Task directions:
Put every line below into a Markdown table with the columns Row and Line, numbering the rows and skipping blank lines. Leave the pictures out of the table.

Records for this task:

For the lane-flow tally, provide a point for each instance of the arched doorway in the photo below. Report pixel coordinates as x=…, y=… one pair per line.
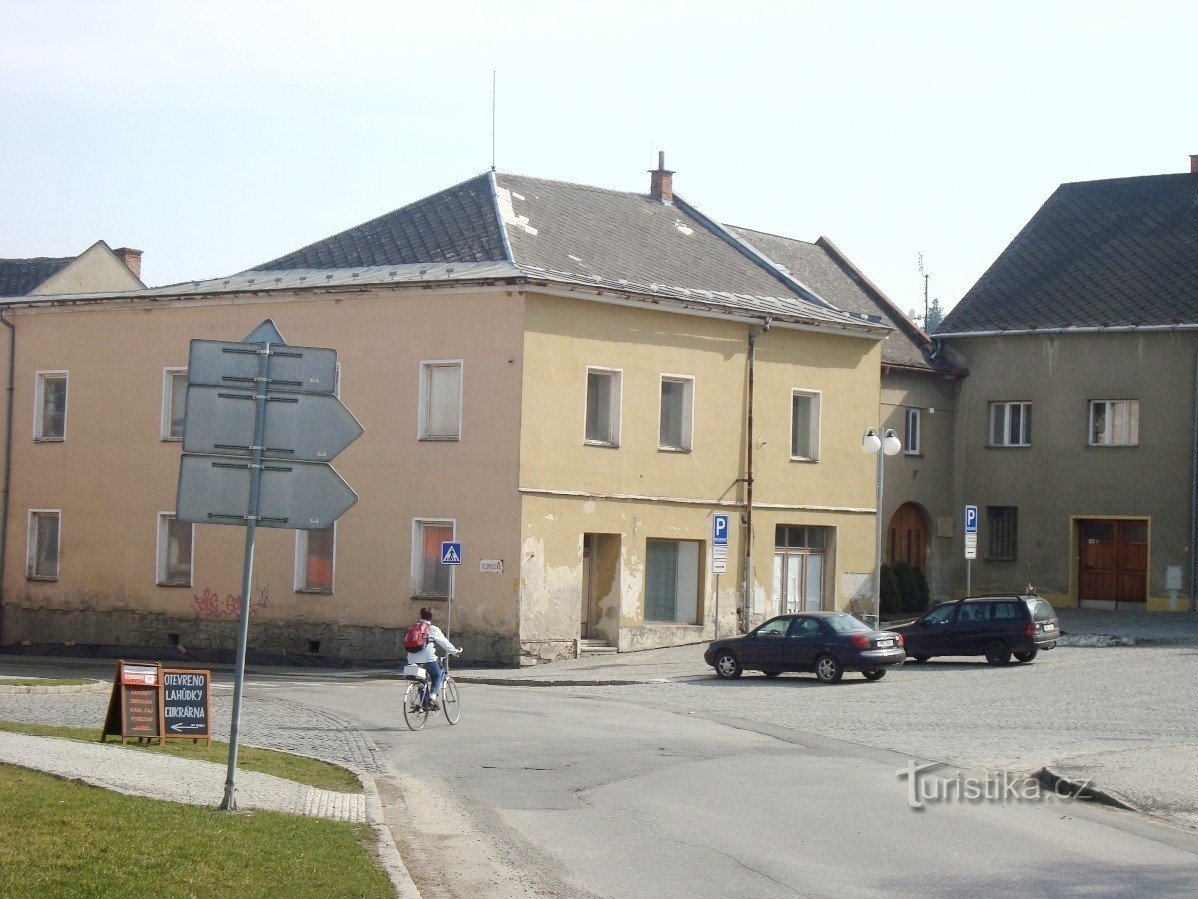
x=907, y=536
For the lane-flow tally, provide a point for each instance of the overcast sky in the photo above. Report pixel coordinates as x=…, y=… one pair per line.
x=216, y=136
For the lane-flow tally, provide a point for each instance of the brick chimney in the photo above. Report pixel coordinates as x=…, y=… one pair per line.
x=661, y=180
x=132, y=259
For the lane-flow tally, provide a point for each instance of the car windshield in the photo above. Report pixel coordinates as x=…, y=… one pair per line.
x=847, y=625
x=1040, y=609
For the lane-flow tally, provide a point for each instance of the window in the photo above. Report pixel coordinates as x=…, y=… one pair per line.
x=174, y=551
x=1010, y=424
x=1003, y=529
x=42, y=553
x=50, y=406
x=314, y=560
x=805, y=426
x=677, y=402
x=1114, y=422
x=174, y=397
x=913, y=445
x=603, y=406
x=440, y=400
x=671, y=581
x=429, y=577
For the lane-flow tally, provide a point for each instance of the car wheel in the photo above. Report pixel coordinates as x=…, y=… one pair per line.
x=727, y=665
x=998, y=652
x=828, y=669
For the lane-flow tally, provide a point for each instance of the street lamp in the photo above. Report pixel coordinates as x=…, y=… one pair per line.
x=889, y=445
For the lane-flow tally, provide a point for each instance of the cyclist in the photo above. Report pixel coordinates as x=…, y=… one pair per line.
x=427, y=657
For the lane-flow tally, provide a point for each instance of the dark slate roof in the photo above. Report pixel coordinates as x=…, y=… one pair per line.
x=829, y=273
x=1115, y=253
x=19, y=277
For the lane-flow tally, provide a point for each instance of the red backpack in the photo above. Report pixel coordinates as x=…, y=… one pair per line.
x=417, y=637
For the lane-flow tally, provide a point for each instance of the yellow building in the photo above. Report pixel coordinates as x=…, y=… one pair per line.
x=569, y=381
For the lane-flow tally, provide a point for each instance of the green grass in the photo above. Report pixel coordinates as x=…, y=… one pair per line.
x=44, y=681
x=292, y=767
x=66, y=839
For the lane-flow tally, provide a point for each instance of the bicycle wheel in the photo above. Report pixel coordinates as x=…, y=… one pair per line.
x=449, y=701
x=415, y=713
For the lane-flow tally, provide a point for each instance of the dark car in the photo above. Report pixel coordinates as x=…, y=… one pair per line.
x=991, y=626
x=828, y=643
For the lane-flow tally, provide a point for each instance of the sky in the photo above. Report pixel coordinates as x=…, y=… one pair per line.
x=217, y=136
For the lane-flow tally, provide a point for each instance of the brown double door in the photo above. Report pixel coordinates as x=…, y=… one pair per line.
x=1113, y=561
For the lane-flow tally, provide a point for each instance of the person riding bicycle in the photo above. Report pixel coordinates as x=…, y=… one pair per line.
x=427, y=657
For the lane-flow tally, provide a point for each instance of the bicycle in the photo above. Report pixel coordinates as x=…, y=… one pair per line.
x=417, y=706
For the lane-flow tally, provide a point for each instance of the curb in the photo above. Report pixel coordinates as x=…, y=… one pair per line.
x=1064, y=786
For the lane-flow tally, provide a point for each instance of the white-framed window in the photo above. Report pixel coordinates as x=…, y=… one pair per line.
x=50, y=406
x=913, y=442
x=675, y=428
x=1114, y=422
x=441, y=399
x=174, y=398
x=175, y=542
x=671, y=581
x=429, y=577
x=315, y=556
x=1010, y=424
x=805, y=424
x=42, y=548
x=603, y=406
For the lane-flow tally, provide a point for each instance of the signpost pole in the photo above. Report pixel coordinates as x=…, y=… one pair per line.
x=255, y=476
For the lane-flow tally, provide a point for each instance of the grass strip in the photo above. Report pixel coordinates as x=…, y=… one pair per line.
x=312, y=772
x=66, y=839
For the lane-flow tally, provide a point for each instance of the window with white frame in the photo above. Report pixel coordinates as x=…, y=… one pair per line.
x=50, y=406
x=805, y=426
x=174, y=550
x=671, y=581
x=441, y=400
x=603, y=406
x=42, y=550
x=677, y=404
x=1010, y=424
x=429, y=577
x=174, y=399
x=913, y=442
x=315, y=551
x=1114, y=422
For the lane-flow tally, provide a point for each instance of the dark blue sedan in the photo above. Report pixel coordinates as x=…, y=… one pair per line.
x=828, y=643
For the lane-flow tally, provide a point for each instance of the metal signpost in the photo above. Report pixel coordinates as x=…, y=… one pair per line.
x=260, y=427
x=719, y=559
x=451, y=555
x=970, y=544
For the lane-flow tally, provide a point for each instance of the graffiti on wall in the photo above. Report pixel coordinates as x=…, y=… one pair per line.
x=211, y=604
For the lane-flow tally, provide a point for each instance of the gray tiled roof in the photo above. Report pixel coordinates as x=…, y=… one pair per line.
x=1115, y=253
x=833, y=278
x=18, y=277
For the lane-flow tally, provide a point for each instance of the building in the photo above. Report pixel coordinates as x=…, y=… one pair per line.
x=1077, y=427
x=568, y=380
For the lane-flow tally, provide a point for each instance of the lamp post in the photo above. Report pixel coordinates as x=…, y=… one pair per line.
x=887, y=445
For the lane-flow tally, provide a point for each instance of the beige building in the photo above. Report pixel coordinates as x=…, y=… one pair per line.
x=569, y=381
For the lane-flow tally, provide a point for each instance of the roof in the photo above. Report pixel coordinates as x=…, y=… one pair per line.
x=19, y=277
x=1114, y=253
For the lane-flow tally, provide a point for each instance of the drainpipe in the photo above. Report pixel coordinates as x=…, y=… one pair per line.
x=7, y=462
x=749, y=476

Full output:
| Row | Line |
|---|---|
| 1 | For the lane-flow tally, provide a point for each instance of the arched doorway in the photo below. Report pixel coordinates as x=…, y=… one pair per line. |
| 2 | x=907, y=536 |
| 3 | For the lane-flow tally, provide a point for each instance of the overcast sky in the photo above. Report pixel coordinates as x=…, y=… one pair per line. |
| 4 | x=216, y=136 |
| 5 | For the lane-flow tally, provide a point for each instance of the brick chimney in the photo above. Report pixel coordinates as x=…, y=… one pair per line. |
| 6 | x=661, y=180 |
| 7 | x=132, y=259 |
| 8 | For the lane-flow tally, provide a point for each instance of the car windshield in the photo above. Report pixel coordinates as x=…, y=… one pair per line. |
| 9 | x=847, y=625 |
| 10 | x=1040, y=609 |
| 11 | For the lane-flow tally, provide a point for each instance of the window in the photo above. Report pixel coordinates as x=…, y=… one pair per line. |
| 12 | x=174, y=551 |
| 13 | x=1010, y=424 |
| 14 | x=1003, y=529 |
| 15 | x=42, y=553 |
| 16 | x=50, y=406 |
| 17 | x=314, y=560 |
| 18 | x=805, y=426 |
| 19 | x=677, y=402 |
| 20 | x=1114, y=422 |
| 21 | x=174, y=397 |
| 22 | x=913, y=445 |
| 23 | x=603, y=406 |
| 24 | x=440, y=400 |
| 25 | x=671, y=581 |
| 26 | x=429, y=577 |
| 27 | For the lane-flow tally, provide a point for each instance of the car wheel in the photo above. Report pixel coordinates as x=…, y=… one pair per line. |
| 28 | x=727, y=665 |
| 29 | x=998, y=652 |
| 30 | x=828, y=669 |
| 31 | For the lane-flow tally, provide a point for each instance of the street lamp in the photo above. Report pixel coordinates as x=…, y=… one pair per line. |
| 32 | x=889, y=445 |
| 33 | For the lane-flow tally, provide a point for each instance of the cyclist in the photo above. Report pixel coordinates as x=…, y=… one pair per line. |
| 34 | x=427, y=657 |
| 35 | For the lane-flow tally, provide a point for each instance of the dark slate roof in the photo above. Report pixel coordinates as x=…, y=… one pair per line. |
| 36 | x=829, y=273 |
| 37 | x=1115, y=253 |
| 38 | x=19, y=277 |
| 39 | For the lane-flow tally, provide a point for each instance of the red backpack in the photo above. Report pixel coordinates as x=…, y=… one pair per line. |
| 40 | x=417, y=637 |
| 41 | For the lane-flow tally, provide a point for each instance of the yellow building in the photo above. Report pixel coordinates as x=…, y=… one pair per line. |
| 42 | x=569, y=381 |
| 43 | For the lane-flow tally, provide a point for each instance of the green grass in the photo above. Report pixel coordinates as x=…, y=… one pair per line. |
| 44 | x=44, y=681 |
| 45 | x=292, y=767 |
| 46 | x=66, y=839 |
| 47 | For the lane-flow tally, provide a point for each instance of the bicycle wheel in the photo above. Report pixel coordinates as x=…, y=… one pair per line. |
| 48 | x=449, y=701 |
| 49 | x=415, y=713 |
| 50 | For the lane-flow tally, provide a point for each instance of the dark car in the photo above. Report pixel coordinates as x=…, y=… one pair per line. |
| 51 | x=991, y=626 |
| 52 | x=828, y=643 |
| 53 | For the lane-flow tally, provide a point for each instance of the sky in the photo above. Report pixel coordinates as x=…, y=… one pair per line. |
| 54 | x=217, y=136 |
| 55 | For the lane-flow tally, provide a point for each instance of the brown double door in the photo above. Report pixel coordinates as x=…, y=… one pair per line. |
| 56 | x=1113, y=561 |
| 57 | For the lane-flow tally, provide a point for each instance of the person riding bicycle in the photo above. Report pixel coordinates as x=…, y=… one pair per line. |
| 58 | x=427, y=657 |
| 59 | For the lane-flow tally, provide a point for each instance of the bicycle in the photo above. Report pixel coordinates as x=…, y=… one pair per line. |
| 60 | x=417, y=706 |
| 61 | For the lane-flow tally, provide a point for each instance of the curb in the photo above. Report pixel coordinates as x=…, y=… one pair per line. |
| 62 | x=1064, y=786 |
| 63 | For the lane-flow tally, provide a point for each instance of the white-framed window in the photo above. Report pixel coordinates as x=…, y=… one pair per line. |
| 64 | x=50, y=406 |
| 65 | x=913, y=442 |
| 66 | x=675, y=428 |
| 67 | x=1114, y=422 |
| 68 | x=441, y=399 |
| 69 | x=174, y=398 |
| 70 | x=175, y=542 |
| 71 | x=671, y=581 |
| 72 | x=429, y=577 |
| 73 | x=315, y=556 |
| 74 | x=1010, y=424 |
| 75 | x=805, y=424 |
| 76 | x=42, y=548 |
| 77 | x=603, y=406 |
| 78 | For the lane-flow tally, provide a point for each instance of the signpost pole in the photo above. Report pixel coordinates as x=…, y=… one pair per line. |
| 79 | x=255, y=476 |
| 80 | For the lane-flow tally, provide a point for each instance of the grass strip in the photo above. Report pixel coordinates as x=…, y=… one pair per line. |
| 81 | x=312, y=772 |
| 82 | x=66, y=839 |
| 83 | For the lane-flow tally, provide a point for each instance of the window with white frame in the photo above. Report pixel coordinates as x=…, y=… one pair per line. |
| 84 | x=50, y=406 |
| 85 | x=805, y=426 |
| 86 | x=174, y=550 |
| 87 | x=671, y=581 |
| 88 | x=441, y=400 |
| 89 | x=603, y=406 |
| 90 | x=42, y=550 |
| 91 | x=677, y=404 |
| 92 | x=1010, y=424 |
| 93 | x=429, y=577 |
| 94 | x=174, y=399 |
| 95 | x=913, y=442 |
| 96 | x=315, y=551 |
| 97 | x=1114, y=422 |
| 98 | For the lane-flow tally, provide a point for each instance of the dark blue sedan in the photo above. Report pixel coordinates as x=…, y=… one pair per line. |
| 99 | x=828, y=643 |
| 100 | For the lane-flow tally, provide a point for each instance of the metal signpost in the photo above. Report pixel coordinates as x=…, y=… one pair per line. |
| 101 | x=260, y=427 |
| 102 | x=719, y=559 |
| 103 | x=451, y=555 |
| 104 | x=970, y=544 |
| 105 | For the lane-flow tally, provide a point for each instance of the graffiti on wall in the photo above. Report pixel coordinates as x=…, y=… one pair per line. |
| 106 | x=211, y=604 |
| 107 | For the lane-flow tally, provide a point for each instance of the gray tiled roof in the photo above. Report pixel coordinates as x=…, y=… one pair per line. |
| 108 | x=1115, y=253 |
| 109 | x=833, y=278 |
| 110 | x=18, y=277 |
| 111 | For the lane-flow tally, provide a point for each instance of the building in the photo above. Report pixel coordinates as x=…, y=… one pair per line. |
| 112 | x=1077, y=427 |
| 113 | x=568, y=380 |
| 114 | For the lane-flow tally, provide a point for each instance of the lamp post in the photo above. Report pixel coordinates as x=…, y=… one pair per line. |
| 115 | x=887, y=445 |
| 116 | For the lane-flow tally, provide a point for each instance of the beige building in the photo above. Report pixel coordinates as x=…, y=… one pair per line. |
| 117 | x=569, y=381 |
| 118 | For the lane-flow tally, provide a point for each instance of the roof in the photo above. Report pixel coordinates as x=…, y=… one pair per line. |
| 119 | x=19, y=277 |
| 120 | x=1114, y=253 |
| 121 | For the lane-flow tally, provide a point for each instance of the drainpipe in the photo above. Report pixel coordinates as x=…, y=… one pair per line. |
| 122 | x=7, y=462 |
| 123 | x=749, y=476 |